◆ Task goal ◆
Find every line of the records that has "green" and return it.

Image-backed grounding data
▶
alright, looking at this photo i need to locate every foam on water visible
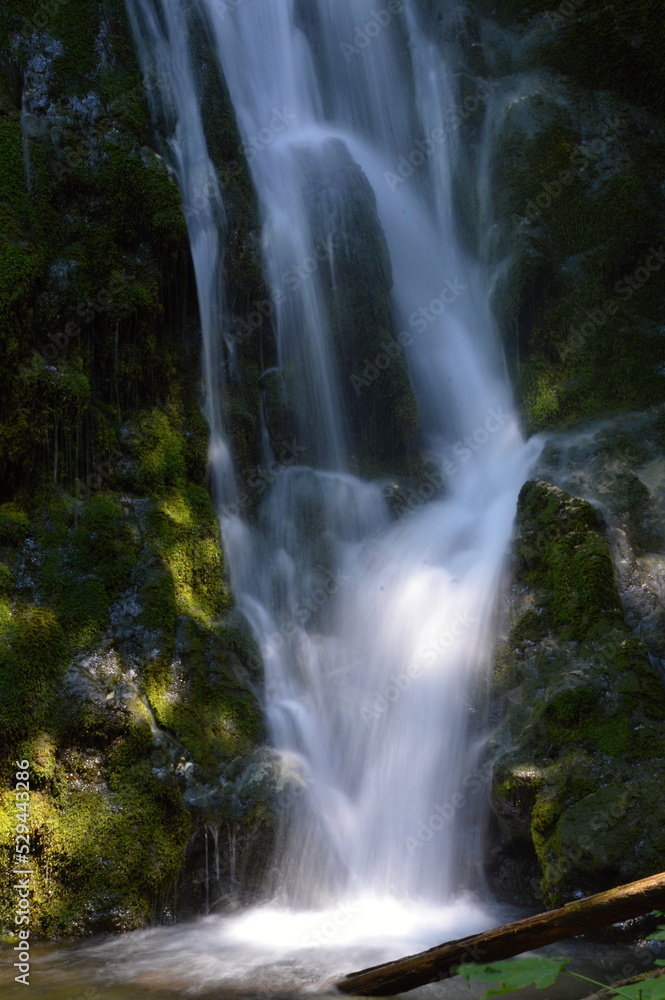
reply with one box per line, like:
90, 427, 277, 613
28, 895, 499, 995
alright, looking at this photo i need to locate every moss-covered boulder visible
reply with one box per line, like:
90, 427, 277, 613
514, 479, 624, 640
535, 407, 665, 653
0, 412, 275, 935
490, 477, 665, 906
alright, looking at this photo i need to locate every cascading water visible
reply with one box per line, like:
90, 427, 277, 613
122, 0, 542, 986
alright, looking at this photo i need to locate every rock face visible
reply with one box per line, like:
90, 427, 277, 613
299, 138, 420, 478
0, 416, 288, 934
489, 409, 665, 908
435, 0, 665, 432
0, 0, 279, 936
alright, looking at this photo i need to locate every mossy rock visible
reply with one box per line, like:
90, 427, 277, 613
598, 471, 663, 554
141, 484, 229, 633
492, 471, 665, 906
0, 0, 201, 496
537, 769, 665, 905
32, 488, 138, 650
492, 637, 520, 691
474, 31, 665, 432
133, 408, 188, 495
143, 616, 263, 778
57, 578, 111, 649
509, 608, 548, 648
0, 562, 13, 595
514, 480, 623, 640
0, 761, 192, 936
492, 760, 545, 844
0, 502, 29, 545
0, 605, 68, 746
73, 495, 137, 592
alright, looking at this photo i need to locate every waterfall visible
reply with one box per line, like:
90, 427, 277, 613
126, 0, 540, 951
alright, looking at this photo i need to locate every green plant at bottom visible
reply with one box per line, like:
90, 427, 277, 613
458, 919, 665, 1000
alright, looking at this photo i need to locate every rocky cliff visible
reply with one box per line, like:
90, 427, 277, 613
0, 0, 282, 935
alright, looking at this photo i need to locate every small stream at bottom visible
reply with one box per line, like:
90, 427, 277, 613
0, 896, 656, 1000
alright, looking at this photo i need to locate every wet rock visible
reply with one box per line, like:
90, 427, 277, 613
491, 454, 665, 907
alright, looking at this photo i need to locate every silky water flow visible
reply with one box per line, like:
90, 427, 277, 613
101, 0, 543, 990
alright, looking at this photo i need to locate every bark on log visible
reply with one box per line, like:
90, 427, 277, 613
335, 871, 665, 996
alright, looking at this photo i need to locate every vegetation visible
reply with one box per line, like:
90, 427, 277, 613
458, 918, 665, 1000
0, 0, 271, 936
491, 476, 665, 906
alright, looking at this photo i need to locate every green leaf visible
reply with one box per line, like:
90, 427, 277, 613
456, 957, 571, 995
609, 976, 665, 1000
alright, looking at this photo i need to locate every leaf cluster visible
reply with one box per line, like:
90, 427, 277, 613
458, 919, 665, 1000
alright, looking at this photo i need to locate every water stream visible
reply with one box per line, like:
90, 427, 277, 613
75, 0, 542, 989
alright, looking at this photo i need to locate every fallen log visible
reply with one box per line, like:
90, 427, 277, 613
335, 871, 665, 996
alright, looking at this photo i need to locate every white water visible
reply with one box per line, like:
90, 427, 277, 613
125, 0, 541, 987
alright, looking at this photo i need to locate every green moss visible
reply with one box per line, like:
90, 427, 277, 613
520, 362, 561, 429
73, 495, 136, 593
531, 790, 561, 854
492, 638, 520, 691
509, 609, 548, 648
515, 481, 624, 641
131, 465, 262, 775
1, 359, 92, 491
31, 489, 140, 650
0, 606, 69, 746
23, 732, 58, 786
147, 673, 261, 774
100, 145, 187, 257
137, 409, 188, 495
144, 618, 262, 775
137, 476, 261, 772
528, 654, 664, 761
0, 563, 13, 595
584, 715, 633, 757
544, 687, 598, 728
143, 486, 228, 627
535, 687, 643, 758
57, 577, 110, 648
0, 502, 29, 545
105, 723, 155, 783
0, 0, 198, 496
549, 530, 622, 640
49, 0, 99, 88
539, 769, 665, 906
529, 753, 602, 901
0, 758, 192, 936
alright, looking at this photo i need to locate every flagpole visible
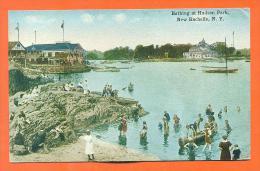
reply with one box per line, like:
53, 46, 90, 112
232, 31, 235, 48
17, 22, 20, 42
62, 20, 64, 42
34, 30, 36, 44
225, 37, 227, 70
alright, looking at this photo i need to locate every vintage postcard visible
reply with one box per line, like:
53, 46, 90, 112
8, 8, 250, 162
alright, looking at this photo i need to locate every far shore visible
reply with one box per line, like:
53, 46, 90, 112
88, 56, 250, 62
10, 136, 159, 162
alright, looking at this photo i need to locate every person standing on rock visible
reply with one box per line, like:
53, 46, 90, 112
84, 130, 94, 161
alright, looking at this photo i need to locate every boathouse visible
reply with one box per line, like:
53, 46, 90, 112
26, 42, 86, 65
8, 41, 26, 59
183, 39, 218, 59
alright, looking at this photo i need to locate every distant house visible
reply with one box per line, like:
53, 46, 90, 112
8, 41, 26, 59
26, 42, 86, 65
183, 39, 218, 59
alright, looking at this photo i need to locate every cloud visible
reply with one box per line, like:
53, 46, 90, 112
114, 13, 126, 23
81, 13, 94, 23
25, 15, 56, 24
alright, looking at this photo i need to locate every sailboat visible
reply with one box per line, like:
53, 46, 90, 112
203, 38, 238, 73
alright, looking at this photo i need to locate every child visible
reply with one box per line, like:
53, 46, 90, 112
232, 144, 241, 160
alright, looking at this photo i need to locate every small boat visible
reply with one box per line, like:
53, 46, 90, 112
203, 68, 238, 73
93, 68, 120, 72
100, 60, 116, 64
178, 128, 217, 148
128, 83, 134, 92
190, 68, 196, 70
201, 66, 227, 69
202, 38, 238, 74
121, 60, 131, 64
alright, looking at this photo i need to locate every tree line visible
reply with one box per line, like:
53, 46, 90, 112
87, 43, 245, 60
102, 44, 193, 60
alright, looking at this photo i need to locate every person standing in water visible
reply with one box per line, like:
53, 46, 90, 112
195, 113, 203, 131
140, 121, 148, 143
202, 125, 212, 151
121, 114, 127, 136
83, 130, 94, 161
224, 120, 232, 135
164, 111, 171, 122
232, 144, 241, 160
219, 135, 232, 160
206, 104, 213, 115
163, 116, 169, 135
184, 137, 199, 161
224, 106, 228, 113
173, 114, 180, 126
237, 106, 241, 113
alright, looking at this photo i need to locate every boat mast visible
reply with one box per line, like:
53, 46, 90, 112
225, 37, 227, 70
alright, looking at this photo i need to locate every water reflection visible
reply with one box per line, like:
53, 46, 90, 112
174, 124, 181, 133
118, 134, 127, 146
140, 136, 148, 150
204, 150, 212, 160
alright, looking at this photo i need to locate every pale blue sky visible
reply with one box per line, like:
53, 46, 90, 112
8, 9, 250, 51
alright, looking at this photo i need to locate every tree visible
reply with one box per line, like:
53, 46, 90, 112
104, 46, 134, 60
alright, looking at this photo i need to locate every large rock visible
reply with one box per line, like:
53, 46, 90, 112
9, 69, 52, 96
9, 83, 147, 155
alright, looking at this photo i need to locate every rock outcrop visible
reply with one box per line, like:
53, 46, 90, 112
9, 69, 52, 96
9, 83, 146, 155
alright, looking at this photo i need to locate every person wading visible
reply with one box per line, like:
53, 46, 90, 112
202, 124, 212, 151
121, 114, 127, 136
184, 137, 199, 161
232, 144, 241, 160
219, 135, 232, 160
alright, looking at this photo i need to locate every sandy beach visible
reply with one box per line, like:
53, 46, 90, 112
10, 136, 159, 162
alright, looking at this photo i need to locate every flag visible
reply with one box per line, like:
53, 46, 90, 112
61, 20, 64, 29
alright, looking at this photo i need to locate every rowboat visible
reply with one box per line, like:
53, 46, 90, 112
93, 68, 120, 72
178, 128, 217, 148
203, 68, 238, 73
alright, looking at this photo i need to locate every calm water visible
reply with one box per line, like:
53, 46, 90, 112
54, 60, 250, 160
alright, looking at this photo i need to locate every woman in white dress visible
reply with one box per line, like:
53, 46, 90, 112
84, 130, 94, 160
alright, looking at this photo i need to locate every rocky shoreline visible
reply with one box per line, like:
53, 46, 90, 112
9, 80, 156, 161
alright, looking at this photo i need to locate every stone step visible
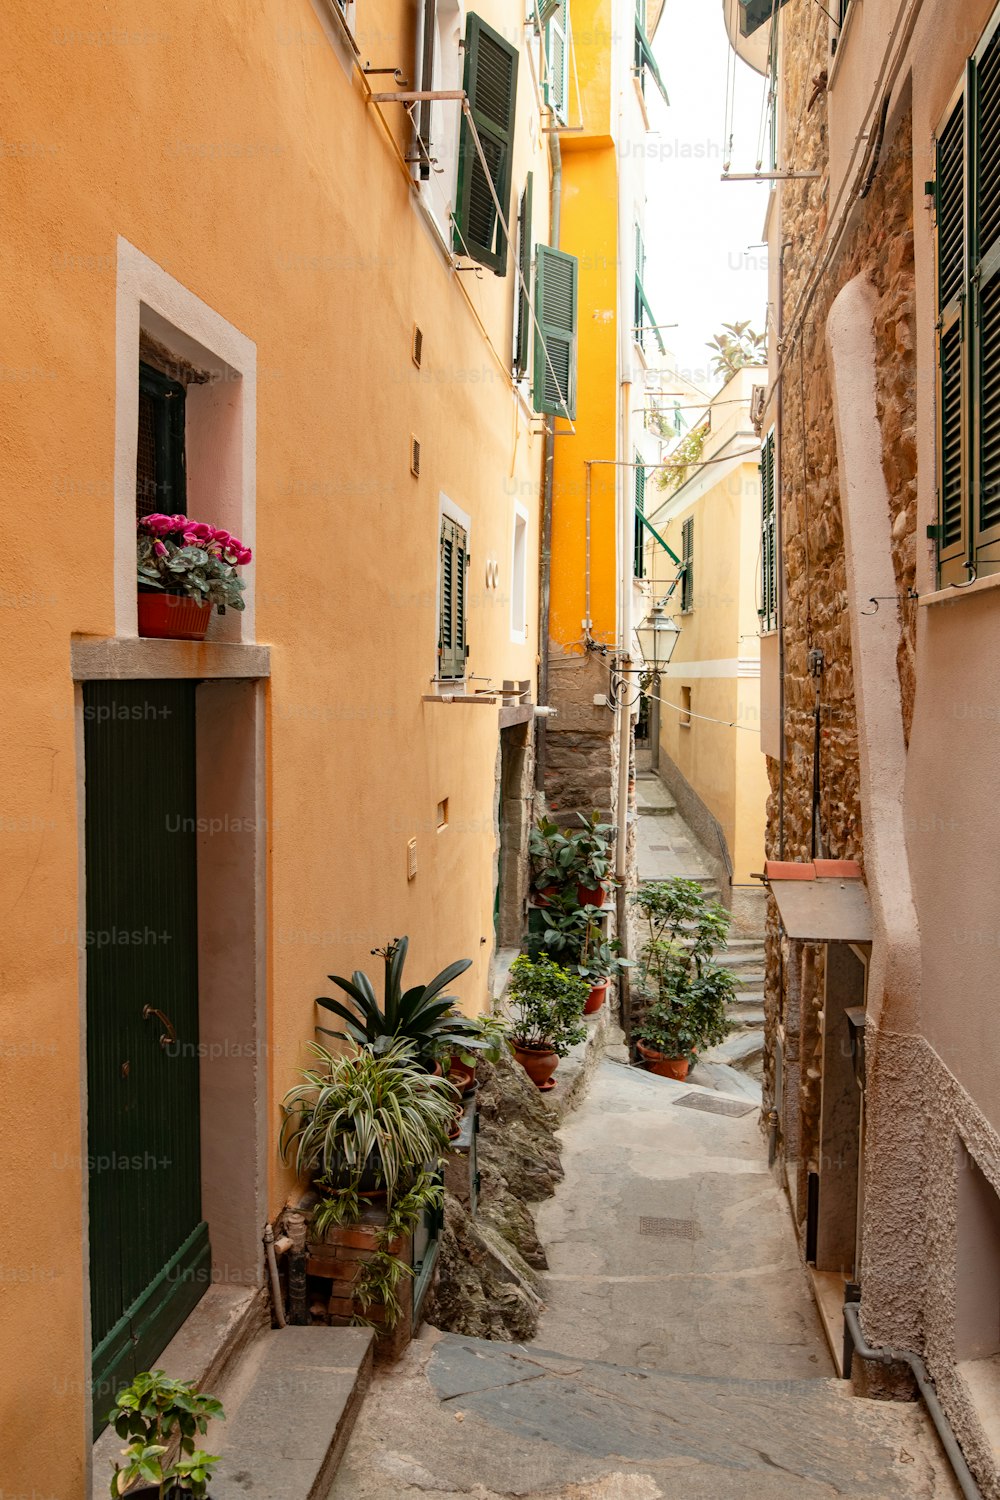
◀
◆ Result below ◆
alright, looking at this photo i need to locate every green plant at bottom visible
alright, looking at this photo i need to locate every green leaf visible
alright, looking at this photo i need to locate every green moss visible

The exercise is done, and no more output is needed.